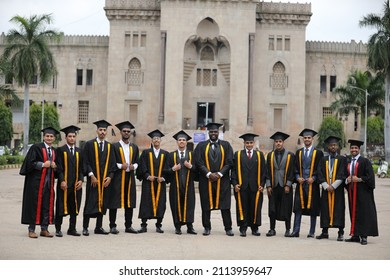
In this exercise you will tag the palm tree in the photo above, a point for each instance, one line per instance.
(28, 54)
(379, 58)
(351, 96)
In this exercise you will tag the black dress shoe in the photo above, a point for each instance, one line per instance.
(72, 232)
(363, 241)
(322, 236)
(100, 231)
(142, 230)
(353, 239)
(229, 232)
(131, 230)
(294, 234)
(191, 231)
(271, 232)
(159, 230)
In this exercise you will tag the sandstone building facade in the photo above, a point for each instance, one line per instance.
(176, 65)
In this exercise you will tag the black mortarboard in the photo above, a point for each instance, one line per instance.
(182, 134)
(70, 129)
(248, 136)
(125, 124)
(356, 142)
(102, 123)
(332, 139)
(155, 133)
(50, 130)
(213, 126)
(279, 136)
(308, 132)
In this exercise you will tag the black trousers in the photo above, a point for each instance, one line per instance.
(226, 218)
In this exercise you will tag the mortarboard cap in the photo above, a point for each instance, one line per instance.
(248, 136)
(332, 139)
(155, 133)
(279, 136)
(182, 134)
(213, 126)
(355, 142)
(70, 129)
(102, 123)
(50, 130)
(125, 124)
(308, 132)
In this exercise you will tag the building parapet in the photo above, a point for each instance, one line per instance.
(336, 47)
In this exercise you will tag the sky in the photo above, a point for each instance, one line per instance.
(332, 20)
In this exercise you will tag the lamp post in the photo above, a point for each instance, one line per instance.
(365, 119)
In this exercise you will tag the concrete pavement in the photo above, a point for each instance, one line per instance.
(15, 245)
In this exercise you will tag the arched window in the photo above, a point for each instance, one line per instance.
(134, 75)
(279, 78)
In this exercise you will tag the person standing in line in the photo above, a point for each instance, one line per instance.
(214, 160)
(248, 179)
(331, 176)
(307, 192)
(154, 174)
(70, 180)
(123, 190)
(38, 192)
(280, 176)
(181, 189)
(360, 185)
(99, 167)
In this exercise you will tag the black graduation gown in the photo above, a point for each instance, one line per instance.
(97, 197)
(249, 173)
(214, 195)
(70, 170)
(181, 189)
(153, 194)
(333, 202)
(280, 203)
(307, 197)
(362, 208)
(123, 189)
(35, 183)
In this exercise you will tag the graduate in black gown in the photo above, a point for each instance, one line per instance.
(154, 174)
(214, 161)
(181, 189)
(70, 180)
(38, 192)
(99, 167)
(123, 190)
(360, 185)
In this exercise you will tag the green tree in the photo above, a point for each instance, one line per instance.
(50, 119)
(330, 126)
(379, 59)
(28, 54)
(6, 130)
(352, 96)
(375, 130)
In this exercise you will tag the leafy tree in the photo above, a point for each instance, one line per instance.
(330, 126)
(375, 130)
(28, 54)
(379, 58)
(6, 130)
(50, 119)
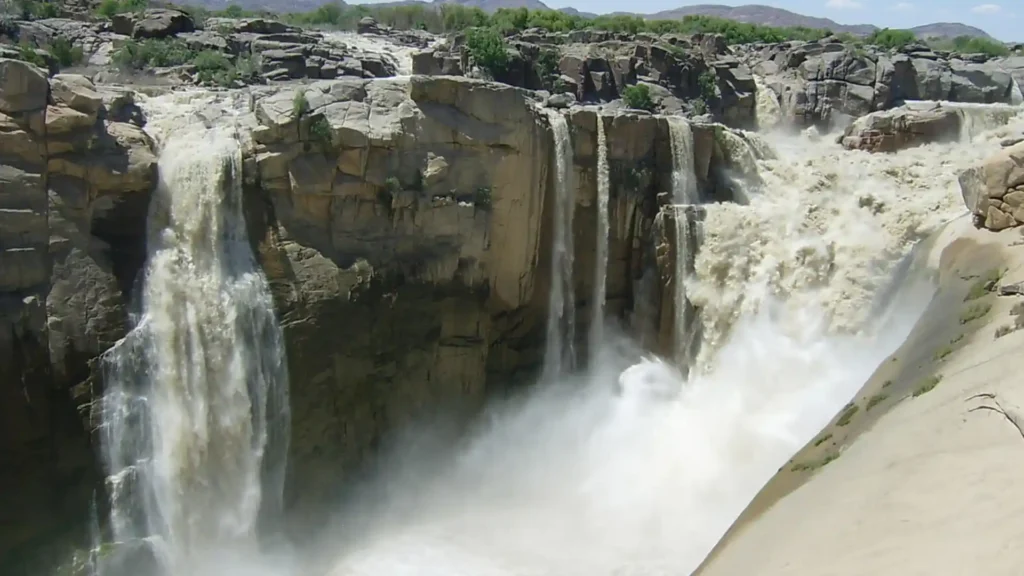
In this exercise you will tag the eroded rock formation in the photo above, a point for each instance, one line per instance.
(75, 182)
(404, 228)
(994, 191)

--

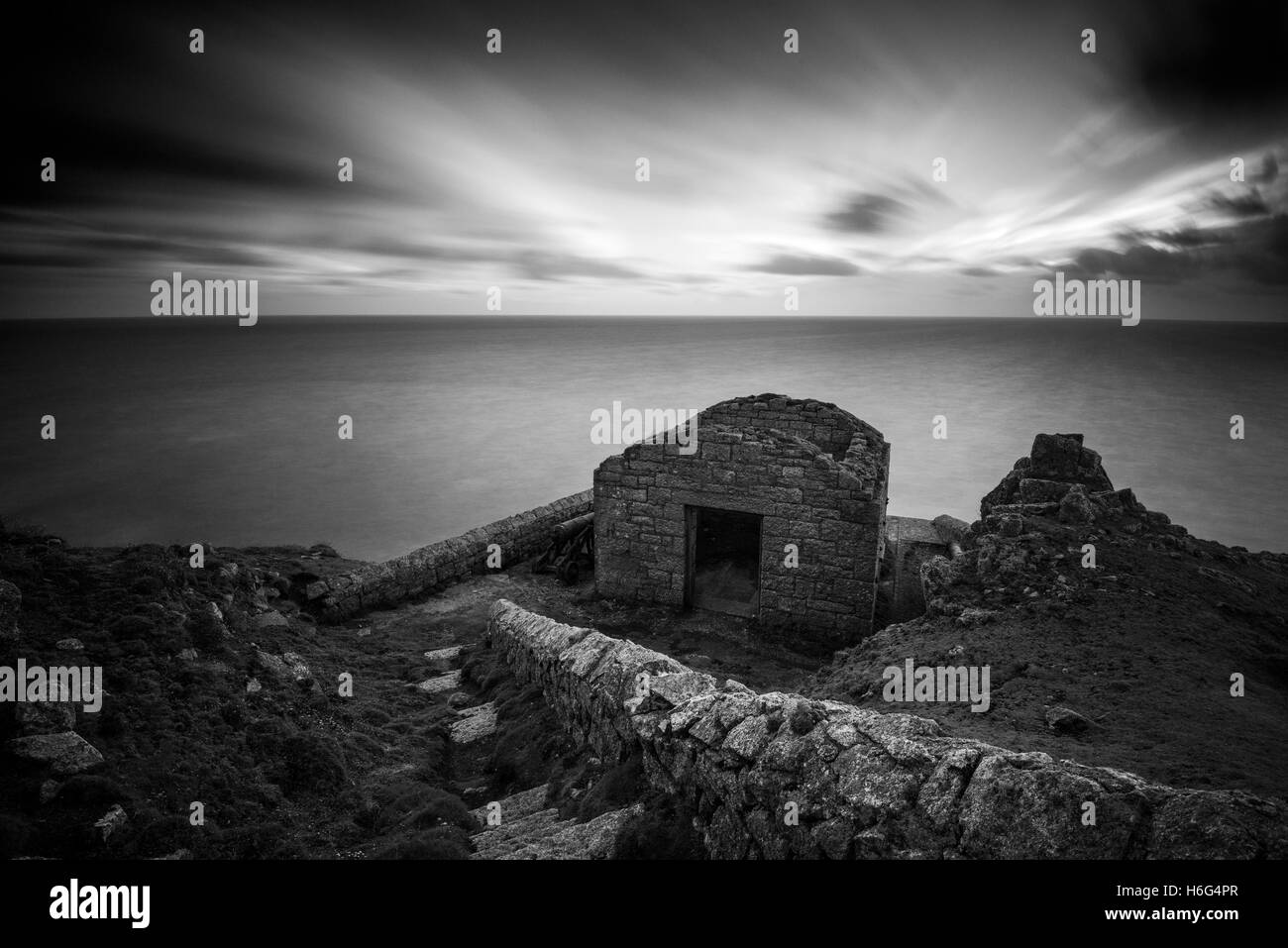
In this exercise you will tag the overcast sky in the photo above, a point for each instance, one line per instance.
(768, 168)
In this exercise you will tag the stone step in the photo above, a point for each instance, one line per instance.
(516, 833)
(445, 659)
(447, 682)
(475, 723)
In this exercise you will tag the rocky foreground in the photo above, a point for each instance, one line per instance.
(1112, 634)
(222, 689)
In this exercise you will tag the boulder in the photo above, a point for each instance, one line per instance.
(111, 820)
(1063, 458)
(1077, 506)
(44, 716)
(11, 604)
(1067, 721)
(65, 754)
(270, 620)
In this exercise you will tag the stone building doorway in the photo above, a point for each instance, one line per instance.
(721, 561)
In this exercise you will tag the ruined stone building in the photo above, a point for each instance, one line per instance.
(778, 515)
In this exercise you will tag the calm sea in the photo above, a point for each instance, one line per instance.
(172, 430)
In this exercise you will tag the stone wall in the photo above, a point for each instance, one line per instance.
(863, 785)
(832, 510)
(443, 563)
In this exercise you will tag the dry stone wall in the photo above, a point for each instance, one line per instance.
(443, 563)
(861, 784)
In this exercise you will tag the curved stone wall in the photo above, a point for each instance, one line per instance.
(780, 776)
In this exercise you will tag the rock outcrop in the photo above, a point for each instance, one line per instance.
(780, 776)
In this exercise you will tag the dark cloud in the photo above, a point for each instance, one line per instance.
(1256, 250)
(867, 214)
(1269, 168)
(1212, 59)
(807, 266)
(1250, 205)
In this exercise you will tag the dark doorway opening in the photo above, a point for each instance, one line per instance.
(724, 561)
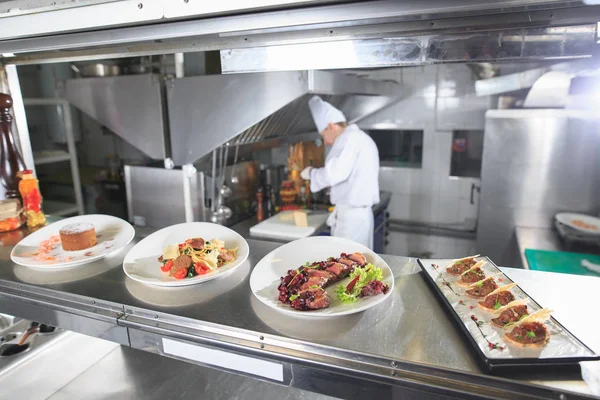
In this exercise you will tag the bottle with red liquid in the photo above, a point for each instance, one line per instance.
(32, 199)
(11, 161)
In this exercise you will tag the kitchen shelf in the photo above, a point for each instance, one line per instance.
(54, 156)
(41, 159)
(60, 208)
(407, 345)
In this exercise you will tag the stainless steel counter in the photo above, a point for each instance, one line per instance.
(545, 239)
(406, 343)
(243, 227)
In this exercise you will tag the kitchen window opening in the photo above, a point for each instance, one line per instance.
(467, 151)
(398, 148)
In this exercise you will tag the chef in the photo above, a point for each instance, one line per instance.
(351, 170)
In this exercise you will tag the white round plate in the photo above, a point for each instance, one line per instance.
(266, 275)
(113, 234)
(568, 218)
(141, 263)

• [Requirements] From the entries above, pull out every line that contains the string "opening". Treat uppercase and lowercase as different.

• [Task result]
In this exercise you will tag the dark doorway opening in the photo above, a point for each instance, one line per instance.
In this exercise you will tag the kitchen window opening in the photo above, a point for each instance, one line per instance.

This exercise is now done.